* [ENTRIES SHOWN]:
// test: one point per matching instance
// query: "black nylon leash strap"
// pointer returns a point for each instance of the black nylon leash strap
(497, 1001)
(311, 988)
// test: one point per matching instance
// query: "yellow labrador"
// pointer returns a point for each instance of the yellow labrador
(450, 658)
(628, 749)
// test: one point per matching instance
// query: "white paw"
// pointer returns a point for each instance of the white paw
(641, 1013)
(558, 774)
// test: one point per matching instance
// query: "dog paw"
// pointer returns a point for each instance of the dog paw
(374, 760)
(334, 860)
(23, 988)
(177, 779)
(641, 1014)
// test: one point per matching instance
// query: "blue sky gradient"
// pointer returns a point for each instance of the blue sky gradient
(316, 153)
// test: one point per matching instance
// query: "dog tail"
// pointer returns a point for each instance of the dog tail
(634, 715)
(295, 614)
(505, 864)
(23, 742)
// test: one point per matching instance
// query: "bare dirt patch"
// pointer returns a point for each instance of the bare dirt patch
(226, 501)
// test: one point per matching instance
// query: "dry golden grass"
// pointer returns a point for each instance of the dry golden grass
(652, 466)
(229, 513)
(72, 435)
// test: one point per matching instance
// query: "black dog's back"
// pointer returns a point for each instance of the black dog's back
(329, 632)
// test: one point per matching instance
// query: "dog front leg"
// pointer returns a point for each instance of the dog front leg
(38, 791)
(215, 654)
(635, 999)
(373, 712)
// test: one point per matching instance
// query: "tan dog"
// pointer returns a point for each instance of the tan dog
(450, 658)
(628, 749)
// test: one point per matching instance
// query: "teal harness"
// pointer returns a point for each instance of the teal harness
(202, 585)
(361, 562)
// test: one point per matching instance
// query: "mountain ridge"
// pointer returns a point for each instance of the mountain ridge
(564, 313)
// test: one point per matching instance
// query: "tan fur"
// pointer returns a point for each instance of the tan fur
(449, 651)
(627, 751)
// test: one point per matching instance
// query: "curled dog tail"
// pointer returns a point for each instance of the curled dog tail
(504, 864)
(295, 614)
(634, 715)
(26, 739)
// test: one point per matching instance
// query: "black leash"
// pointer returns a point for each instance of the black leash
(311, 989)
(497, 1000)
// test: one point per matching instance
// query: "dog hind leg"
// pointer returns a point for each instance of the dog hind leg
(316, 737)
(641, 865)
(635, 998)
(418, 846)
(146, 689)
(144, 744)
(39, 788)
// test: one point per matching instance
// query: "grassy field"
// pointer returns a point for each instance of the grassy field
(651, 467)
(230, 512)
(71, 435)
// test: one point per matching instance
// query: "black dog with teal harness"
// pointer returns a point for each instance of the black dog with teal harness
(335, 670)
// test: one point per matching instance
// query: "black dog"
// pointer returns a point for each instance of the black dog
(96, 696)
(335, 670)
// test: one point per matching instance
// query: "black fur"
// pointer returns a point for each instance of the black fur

* [SHORT TASK]: Locate each line in the data above that contains the string "back" and copy those lines out. Case matters.

* [FINAL RESULT]:
// query: "black dog's back"
// pointer returns a point for each instance of the black dog's back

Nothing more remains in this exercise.